Exercise passage: Begin

Nearly Five years ago, Jose Mejia Poot tried to board a city bus, but was a few coins short of a fare. He didn't speak English and, in the confusion, became confrontational with the bus driver. The police were called, Mejia Poot was detained, and mistakenly, he was thrown into a psychiatric hospital. After two days there, Mejia Poot once again became agitated and the police were again called, arriving without a translator. When Poot lunged at the officers, they shot him dead.

That incident is one of 15 police shootings that was investigated in the most recent report from the LA-based Police Assessment Resource Center (PARC). The PARC report follows up on a similar investigation two years ago that looked at Portland police shootings between the years of 1997 and 2000. This second report examines shootings between July 2000 and December 2001. Both reports show troubling trends in the Portland Police Bureau and make pointed suggestions for preventing these deaths.

Exercise passage: End

## Problems to solve
1: From the Portland police shootings article, copy the passage starting at "That incident is" and ending at "preventing these deaths.".
2: In the article on Portland police shootings, which span of time does the second PARC report cover?
3: Write the next part of the article on Portland police shootings, picking up after its final sentence.

Records: Begin

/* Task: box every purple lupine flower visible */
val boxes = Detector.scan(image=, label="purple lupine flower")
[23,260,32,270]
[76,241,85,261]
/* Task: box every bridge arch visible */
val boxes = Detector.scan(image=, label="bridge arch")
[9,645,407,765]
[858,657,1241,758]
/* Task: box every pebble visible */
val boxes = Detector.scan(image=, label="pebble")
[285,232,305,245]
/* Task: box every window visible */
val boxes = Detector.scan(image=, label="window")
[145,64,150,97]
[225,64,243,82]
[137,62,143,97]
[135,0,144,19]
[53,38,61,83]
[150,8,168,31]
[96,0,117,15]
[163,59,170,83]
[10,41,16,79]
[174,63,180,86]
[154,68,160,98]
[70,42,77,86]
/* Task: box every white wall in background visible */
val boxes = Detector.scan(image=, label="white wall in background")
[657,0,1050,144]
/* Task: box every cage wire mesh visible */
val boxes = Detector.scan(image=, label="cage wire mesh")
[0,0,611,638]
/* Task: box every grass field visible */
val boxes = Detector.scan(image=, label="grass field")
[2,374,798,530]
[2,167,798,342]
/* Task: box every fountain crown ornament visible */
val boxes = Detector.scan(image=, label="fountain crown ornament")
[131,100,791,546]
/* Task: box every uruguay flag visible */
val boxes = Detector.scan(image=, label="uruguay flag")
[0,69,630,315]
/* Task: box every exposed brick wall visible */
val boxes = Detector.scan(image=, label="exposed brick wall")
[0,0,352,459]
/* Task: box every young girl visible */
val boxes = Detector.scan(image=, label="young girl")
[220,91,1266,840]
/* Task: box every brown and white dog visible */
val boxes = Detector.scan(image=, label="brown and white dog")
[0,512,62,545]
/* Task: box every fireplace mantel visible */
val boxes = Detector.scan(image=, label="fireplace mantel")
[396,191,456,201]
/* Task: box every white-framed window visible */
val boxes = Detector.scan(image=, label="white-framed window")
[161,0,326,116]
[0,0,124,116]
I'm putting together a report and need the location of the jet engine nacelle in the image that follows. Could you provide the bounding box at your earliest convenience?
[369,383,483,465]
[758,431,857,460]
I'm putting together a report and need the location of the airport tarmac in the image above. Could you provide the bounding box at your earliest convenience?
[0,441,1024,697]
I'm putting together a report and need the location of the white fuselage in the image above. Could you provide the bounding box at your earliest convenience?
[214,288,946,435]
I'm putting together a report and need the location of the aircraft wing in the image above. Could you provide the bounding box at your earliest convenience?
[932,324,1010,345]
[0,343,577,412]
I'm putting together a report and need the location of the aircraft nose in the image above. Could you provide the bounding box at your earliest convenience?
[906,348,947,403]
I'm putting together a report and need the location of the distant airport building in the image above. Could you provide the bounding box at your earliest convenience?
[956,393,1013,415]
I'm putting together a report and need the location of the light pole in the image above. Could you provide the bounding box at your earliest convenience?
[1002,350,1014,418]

Records: End

## Numbered responses
1:
That incident is one of 15 police shootings that was investigated in the most recent report from the LA-based Police Assessment Resource Center (PARC). The PARC report follows up on a similar investigation two years ago that looked at Portland police shootings between the years of 1997 and 2000. This second report examines shootings between July 2000 and December 2001. Both reports show troubling trends in the Portland Police Bureau and make pointed suggestions for preventing these deaths.

2: It examines shootings between July 2000 and December 2001.

3:
Most notably, the PARC report shows a portrait of a police bureau that stubbornly resists change. Many of the same recommendations made in this most recent report are identical to those of two years ago. Only a few recommendations were implemented—and then only partially. For example, there had been a push to require officers to write a report each time they drew a weapon. Instead, the bureau implemented a policy requiring reports only when the officer draws and points the weapon. The first PARC report also recommended that officers be interviewed immediately following a shooting, to avoid giving officers a chance to confer and twist the facts to their favor. In response to the recommendation, the bureau verbally promised to follow this protocol—yet have not committed the new policy to any written form in instruction manuals or policy handbooks.